What is required:
The response should contain only those lines of the entries below that include the string "instance".
[Opening Input material section]
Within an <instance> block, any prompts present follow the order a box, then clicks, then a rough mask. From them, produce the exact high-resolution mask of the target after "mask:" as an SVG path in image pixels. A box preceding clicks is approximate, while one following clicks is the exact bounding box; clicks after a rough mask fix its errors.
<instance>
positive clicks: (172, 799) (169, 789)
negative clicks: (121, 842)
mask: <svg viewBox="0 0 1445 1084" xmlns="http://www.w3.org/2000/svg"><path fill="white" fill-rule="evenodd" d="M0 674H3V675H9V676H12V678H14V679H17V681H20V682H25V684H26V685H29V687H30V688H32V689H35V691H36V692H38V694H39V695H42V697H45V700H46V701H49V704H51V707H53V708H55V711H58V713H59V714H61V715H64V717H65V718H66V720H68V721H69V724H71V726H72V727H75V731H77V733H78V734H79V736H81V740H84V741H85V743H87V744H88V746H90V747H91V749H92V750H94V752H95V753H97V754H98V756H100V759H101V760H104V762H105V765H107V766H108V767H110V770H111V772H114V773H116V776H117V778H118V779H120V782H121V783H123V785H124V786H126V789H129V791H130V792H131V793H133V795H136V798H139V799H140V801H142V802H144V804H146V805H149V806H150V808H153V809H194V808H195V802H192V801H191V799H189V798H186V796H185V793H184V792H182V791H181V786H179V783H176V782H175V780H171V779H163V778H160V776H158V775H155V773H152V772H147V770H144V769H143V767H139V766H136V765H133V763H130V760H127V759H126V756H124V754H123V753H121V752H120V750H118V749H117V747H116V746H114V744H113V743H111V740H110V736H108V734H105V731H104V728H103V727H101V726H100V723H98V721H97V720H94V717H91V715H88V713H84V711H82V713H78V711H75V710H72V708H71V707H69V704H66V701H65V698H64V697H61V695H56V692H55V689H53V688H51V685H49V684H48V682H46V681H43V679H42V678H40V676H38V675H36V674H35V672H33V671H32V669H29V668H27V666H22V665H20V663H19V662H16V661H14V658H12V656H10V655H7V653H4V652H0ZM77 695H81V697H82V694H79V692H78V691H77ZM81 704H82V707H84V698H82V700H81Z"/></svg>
[Closing Input material section]
Output of the task:
Within an <instance> block, any prompts present follow the order a box, then clicks, then a rough mask. From them, produce the exact high-resolution mask of the target after "mask:" as an SVG path in image pixels. A box preceding clicks is approximate, while one following clicks is the exact bounding box; clicks after a rough mask fix its errors.
<instance>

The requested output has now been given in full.